Skip any pictures. Repeat the data exactly, from its first line through the line that holds "query: the noun phrase to segment: ceiling fan blade", both included.

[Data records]
-*-*-

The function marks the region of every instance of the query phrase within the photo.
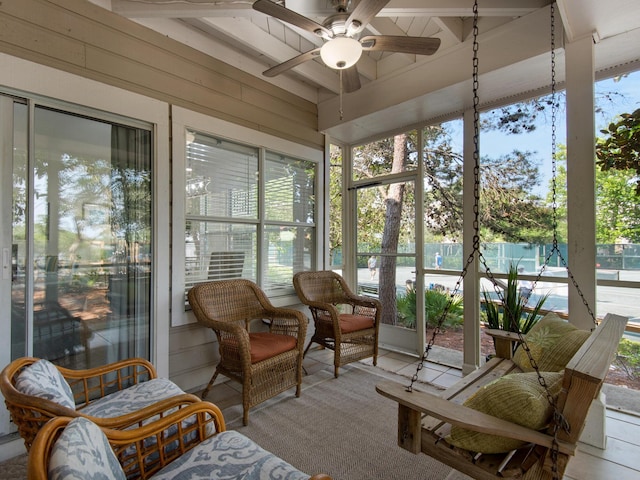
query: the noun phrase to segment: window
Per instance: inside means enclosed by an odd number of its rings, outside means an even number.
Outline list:
[[[270,296],[315,266],[315,162],[186,130],[184,302],[196,283],[248,278]]]

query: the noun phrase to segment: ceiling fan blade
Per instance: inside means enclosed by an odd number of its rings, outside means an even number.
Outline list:
[[[355,92],[360,89],[360,74],[358,68],[353,67],[345,68],[342,70],[342,81],[344,82],[344,91],[347,93]]]
[[[349,28],[353,22],[358,22],[359,25],[351,26],[349,32],[355,34],[364,30],[364,27],[373,20],[387,3],[389,3],[389,0],[360,0],[360,3],[358,3],[353,12],[351,12],[346,22],[347,28]]]
[[[320,49],[314,48],[313,50],[309,50],[308,52],[290,58],[286,62],[282,62],[275,67],[271,67],[269,70],[265,70],[264,72],[262,72],[262,74],[265,77],[275,77],[276,75],[280,75],[281,73],[284,73],[287,70],[300,65],[301,63],[313,60],[318,55],[320,55]]]
[[[440,47],[435,37],[402,37],[392,35],[368,35],[360,39],[364,51],[385,51],[433,55]]]
[[[318,36],[322,36],[325,38],[330,38],[331,36],[333,36],[333,33],[330,30],[323,27],[319,23],[314,22],[304,15],[300,15],[293,10],[289,10],[288,8],[270,2],[269,0],[257,0],[253,4],[253,9],[257,10],[258,12],[262,12],[275,17],[278,20],[282,20],[283,22],[295,25],[296,27],[306,30],[307,32],[315,33]]]

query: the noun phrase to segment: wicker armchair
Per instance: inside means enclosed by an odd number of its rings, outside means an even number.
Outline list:
[[[300,396],[307,333],[303,313],[275,308],[255,283],[245,279],[200,283],[189,290],[188,298],[198,322],[218,338],[220,361],[203,399],[220,373],[240,382],[247,425],[251,407],[292,387]],[[252,320],[267,321],[269,332],[250,333]]]
[[[85,417],[100,426],[123,429],[147,418],[149,411],[171,411],[200,401],[158,378],[153,365],[142,358],[71,370],[23,357],[2,370],[0,390],[27,450],[42,426],[57,416]]]
[[[148,420],[134,430],[113,430],[84,418],[57,417],[33,443],[27,478],[171,480],[193,471],[198,478],[211,479],[309,478],[246,436],[226,430],[222,413],[212,403],[198,402]],[[331,479],[316,475],[311,480]]]
[[[311,344],[334,351],[334,375],[347,363],[373,356],[378,362],[378,331],[382,305],[355,295],[345,280],[330,270],[298,272],[293,277],[298,297],[309,307],[315,324]]]

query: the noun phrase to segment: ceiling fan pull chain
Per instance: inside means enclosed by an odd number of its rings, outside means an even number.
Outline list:
[[[343,112],[342,112],[342,69],[338,70],[340,72],[340,109],[338,110],[338,112],[340,113],[340,120],[343,119]]]

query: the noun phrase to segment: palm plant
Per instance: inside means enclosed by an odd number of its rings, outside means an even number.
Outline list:
[[[540,297],[532,309],[526,309],[528,295],[523,295],[518,288],[518,268],[509,265],[507,286],[503,292],[501,303],[495,302],[488,291],[483,290],[484,307],[489,328],[510,332],[527,333],[540,317],[540,310],[549,294]]]
[[[427,316],[427,324],[431,327],[437,325],[442,317],[447,304],[449,308],[447,315],[443,321],[443,327],[458,327],[463,322],[463,305],[462,295],[451,295],[444,291],[426,290],[424,292],[425,313]],[[406,295],[398,297],[398,321],[407,328],[415,328],[416,326],[416,292],[409,290]]]

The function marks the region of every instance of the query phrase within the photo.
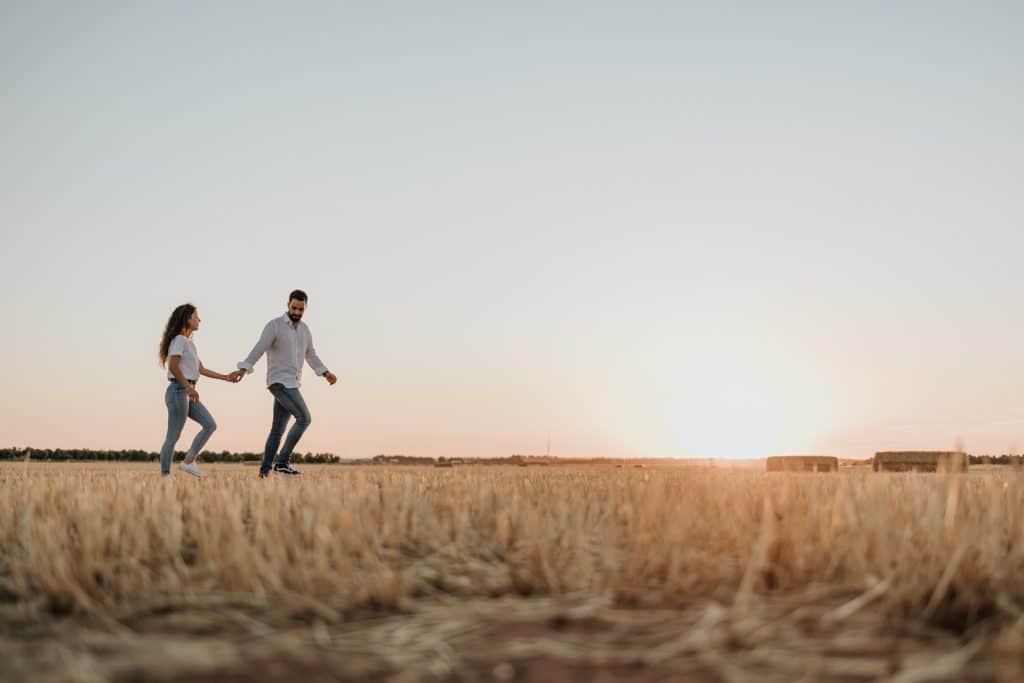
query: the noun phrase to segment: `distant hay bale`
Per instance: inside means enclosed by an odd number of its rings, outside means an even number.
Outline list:
[[[966,472],[968,457],[958,451],[885,451],[875,453],[875,472]]]
[[[450,463],[450,462],[435,462],[434,463],[434,467],[451,467],[451,466],[452,466],[452,463]]]
[[[776,455],[765,461],[769,472],[838,472],[839,458],[831,455]]]

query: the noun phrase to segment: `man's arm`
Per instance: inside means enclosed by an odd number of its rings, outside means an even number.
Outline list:
[[[245,370],[246,374],[252,374],[252,366],[256,365],[256,362],[267,352],[270,345],[274,343],[274,336],[276,332],[274,330],[274,321],[271,320],[263,327],[263,334],[260,335],[260,339],[256,342],[256,346],[252,347],[252,351],[245,357],[245,360],[238,364],[239,370]]]
[[[320,360],[320,356],[316,355],[316,348],[313,346],[313,333],[307,328],[306,334],[309,335],[309,342],[306,344],[306,362],[309,363],[309,367],[313,368],[317,377],[326,377],[329,383],[334,384],[338,378],[327,369],[324,362]]]

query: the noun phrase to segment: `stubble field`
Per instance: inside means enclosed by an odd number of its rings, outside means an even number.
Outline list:
[[[1024,679],[1024,474],[0,465],[0,680]]]

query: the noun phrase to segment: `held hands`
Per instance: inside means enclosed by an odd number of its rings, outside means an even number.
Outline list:
[[[188,400],[199,403],[199,392],[195,387],[190,386],[185,391],[188,393]]]
[[[224,379],[232,384],[236,384],[241,382],[243,377],[245,377],[245,370],[235,370],[231,374],[225,376]]]
[[[338,381],[338,378],[335,376],[333,372],[325,372],[324,378],[327,380],[327,383],[330,384],[332,387],[334,386],[334,383]]]

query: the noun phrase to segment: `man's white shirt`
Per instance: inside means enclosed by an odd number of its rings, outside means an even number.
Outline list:
[[[313,348],[313,335],[309,326],[301,320],[292,323],[287,313],[263,327],[260,340],[245,360],[238,364],[238,369],[251,375],[253,366],[264,353],[267,354],[268,387],[280,383],[288,389],[298,389],[302,384],[303,360],[309,363],[317,377],[327,372],[327,367]]]

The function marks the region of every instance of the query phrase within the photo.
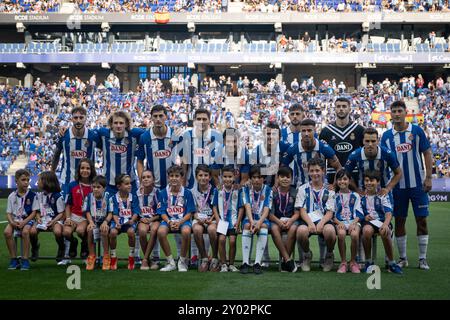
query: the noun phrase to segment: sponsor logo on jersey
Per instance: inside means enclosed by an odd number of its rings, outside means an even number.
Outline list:
[[[339,142],[334,146],[334,150],[336,150],[337,152],[350,152],[353,150],[353,146],[348,142]]]
[[[197,157],[206,157],[209,154],[209,148],[196,148],[194,155]]]
[[[121,217],[131,217],[131,209],[120,209]]]
[[[412,150],[412,144],[411,143],[401,143],[395,147],[397,152],[400,153],[406,153]]]
[[[170,151],[170,150],[158,150],[158,151],[153,152],[153,156],[156,159],[166,159],[166,158],[169,158],[171,154],[172,154],[172,151]]]
[[[127,146],[123,146],[121,144],[112,144],[110,146],[110,150],[114,153],[125,153],[127,152]]]
[[[141,212],[143,216],[153,216],[155,213],[152,207],[142,207]]]
[[[83,150],[73,150],[70,152],[70,156],[75,159],[87,158],[87,152]]]
[[[177,216],[177,215],[183,214],[183,212],[184,212],[183,207],[174,206],[174,207],[167,208],[167,213],[171,216]]]
[[[355,140],[355,134],[352,132],[352,134],[350,135],[350,140]]]

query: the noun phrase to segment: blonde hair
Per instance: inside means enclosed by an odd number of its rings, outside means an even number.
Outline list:
[[[125,111],[116,111],[114,113],[111,113],[111,115],[108,118],[108,127],[112,128],[112,124],[113,124],[113,119],[114,118],[124,118],[125,119],[125,125],[126,125],[126,130],[131,130],[131,116],[128,112]]]

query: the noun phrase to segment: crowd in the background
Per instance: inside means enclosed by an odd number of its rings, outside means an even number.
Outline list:
[[[61,0],[1,0],[0,12],[9,13],[45,13],[57,12]]]
[[[448,11],[447,0],[245,0],[247,12],[423,12]]]
[[[211,12],[227,10],[221,0],[73,0],[82,12]],[[448,11],[448,0],[245,0],[244,12],[424,12]],[[0,12],[57,12],[60,0],[1,0]]]
[[[417,98],[418,113],[423,117],[415,116],[413,122],[424,128],[432,143],[436,177],[450,176],[450,82],[442,77],[427,80],[421,75],[398,81],[370,80],[367,86],[354,92],[349,92],[343,81],[317,81],[314,77],[294,78],[281,84],[275,79],[262,82],[247,76],[236,82],[225,76],[206,77],[200,79],[197,87],[189,76],[174,75],[169,81],[142,79],[135,90],[128,92],[121,91],[120,81],[114,74],[103,81],[97,81],[95,74],[86,80],[64,75],[53,83],[36,78],[33,88],[0,84],[1,159],[14,161],[23,152],[35,164],[29,168],[31,171],[49,169],[54,137],[60,126],[69,123],[70,110],[75,106],[88,110],[90,128],[105,125],[108,115],[121,108],[131,113],[134,126],[148,127],[150,110],[155,104],[162,104],[169,111],[169,125],[187,127],[192,125],[196,109],[207,108],[215,128],[240,128],[257,143],[264,124],[269,121],[281,126],[288,124],[287,110],[293,103],[302,105],[306,116],[313,118],[320,129],[335,120],[336,97],[347,96],[352,102],[353,119],[363,126],[378,127],[381,132],[384,126],[374,123],[372,111],[387,111],[393,101],[401,98]],[[241,96],[237,118],[225,107],[226,97],[232,91]],[[17,141],[17,148],[12,149],[12,141]],[[102,157],[97,159],[96,166],[100,169]]]

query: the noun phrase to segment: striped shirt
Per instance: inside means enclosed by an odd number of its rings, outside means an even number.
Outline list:
[[[364,219],[361,197],[356,192],[336,193],[335,218],[344,223],[351,223],[356,218]]]
[[[272,207],[272,189],[268,185],[263,185],[259,192],[253,188],[244,187],[242,190],[242,205],[249,204],[252,208],[253,219],[261,218],[264,208]],[[269,216],[266,217],[268,219]]]
[[[294,206],[296,209],[305,209],[306,213],[319,210],[325,215],[327,211],[334,212],[334,197],[334,191],[330,191],[323,186],[320,190],[316,190],[308,182],[298,189]]]
[[[175,162],[175,146],[178,137],[174,136],[174,130],[167,127],[164,138],[158,138],[153,129],[146,130],[139,139],[137,158],[146,160],[146,168],[155,177],[155,186],[163,189],[167,186],[167,169]]]
[[[95,130],[85,129],[82,138],[75,137],[72,130],[73,128],[67,130],[64,136],[56,141],[56,148],[63,153],[61,180],[66,185],[75,180],[80,160],[89,158],[95,161],[95,148],[100,147]]]
[[[301,141],[289,147],[287,155],[284,158],[284,163],[289,165],[292,161],[296,162],[300,170],[300,175],[297,179],[297,186],[305,184],[309,181],[308,176],[308,161],[312,158],[332,159],[335,156],[334,150],[326,143],[314,139],[316,144],[313,150],[306,151],[303,149]]]
[[[352,172],[355,168],[359,172],[359,186],[364,187],[364,172],[367,170],[375,170],[381,172],[381,187],[384,188],[391,178],[391,170],[397,169],[400,165],[395,154],[390,150],[378,146],[378,152],[375,159],[367,159],[364,147],[356,149],[348,157],[345,164],[345,171]]]
[[[419,126],[409,124],[405,131],[394,128],[383,133],[381,146],[397,156],[403,175],[396,188],[420,187],[425,179],[425,167],[422,153],[430,149],[430,142]]]
[[[384,222],[386,213],[392,214],[392,204],[389,197],[380,197],[377,195],[364,196],[361,198],[361,208],[364,216],[371,215],[373,219]]]
[[[100,128],[98,134],[103,146],[103,175],[108,185],[115,186],[116,176],[128,174],[136,181],[135,158],[138,141],[144,129],[125,131],[123,138],[116,138],[111,129]]]
[[[295,145],[296,143],[300,143],[301,134],[300,132],[292,132],[290,127],[285,127],[281,129],[281,141],[289,145]],[[292,176],[292,185],[295,185],[295,181],[298,180],[298,176],[300,174],[300,168],[298,167],[297,162],[293,161],[289,165],[292,169],[294,175]]]
[[[222,141],[220,132],[213,129],[200,135],[195,129],[187,130],[183,134],[178,147],[183,163],[188,165],[186,180],[189,189],[194,186],[197,165],[206,164],[214,169],[216,150],[222,147]]]

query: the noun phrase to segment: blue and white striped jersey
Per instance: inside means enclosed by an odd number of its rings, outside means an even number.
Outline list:
[[[381,146],[397,156],[403,175],[396,186],[399,189],[420,187],[425,179],[425,166],[422,153],[430,148],[425,132],[419,126],[409,124],[399,132],[394,128],[383,133]]]
[[[146,168],[155,177],[155,186],[163,189],[167,186],[167,169],[176,160],[175,146],[179,138],[175,136],[174,130],[167,128],[164,138],[157,138],[152,129],[146,130],[139,139],[139,150],[137,158],[147,160]]]
[[[121,174],[128,174],[131,182],[136,181],[135,158],[138,141],[144,129],[133,128],[125,131],[123,138],[116,138],[108,128],[100,128],[97,132],[102,140],[103,175],[108,185],[115,186],[116,176]]]
[[[75,173],[80,160],[89,158],[95,162],[95,148],[101,147],[101,142],[95,130],[85,129],[83,137],[76,138],[72,129],[69,128],[64,136],[56,141],[56,147],[61,149],[63,154],[61,181],[67,185],[75,180]]]
[[[381,172],[381,187],[384,188],[391,179],[391,170],[395,170],[399,167],[397,158],[393,152],[384,147],[378,147],[378,152],[375,159],[367,159],[364,152],[364,147],[358,148],[353,151],[348,157],[345,164],[345,171],[350,174],[357,168],[359,173],[358,184],[361,188],[364,187],[364,172],[367,170],[376,170]]]

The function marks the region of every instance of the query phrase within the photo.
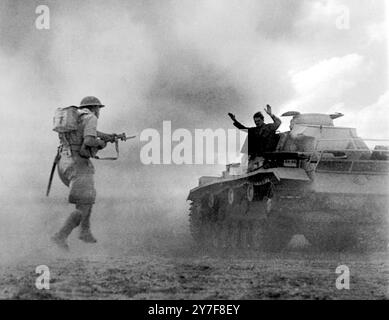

-*-*-

[THE COMPLETED TASK]:
The function marks the region of every instance of the query phrase within the photo.
query: the noun phrase to segment: window
Per instance: inside means enclosed by an odd number of its rings, outside means an even number.
Outline list:
[[[270,296],[315,266],[315,162],[186,130],[184,302],[196,283],[248,278]]]

query: the noun phrase to segment: ceiling fan blade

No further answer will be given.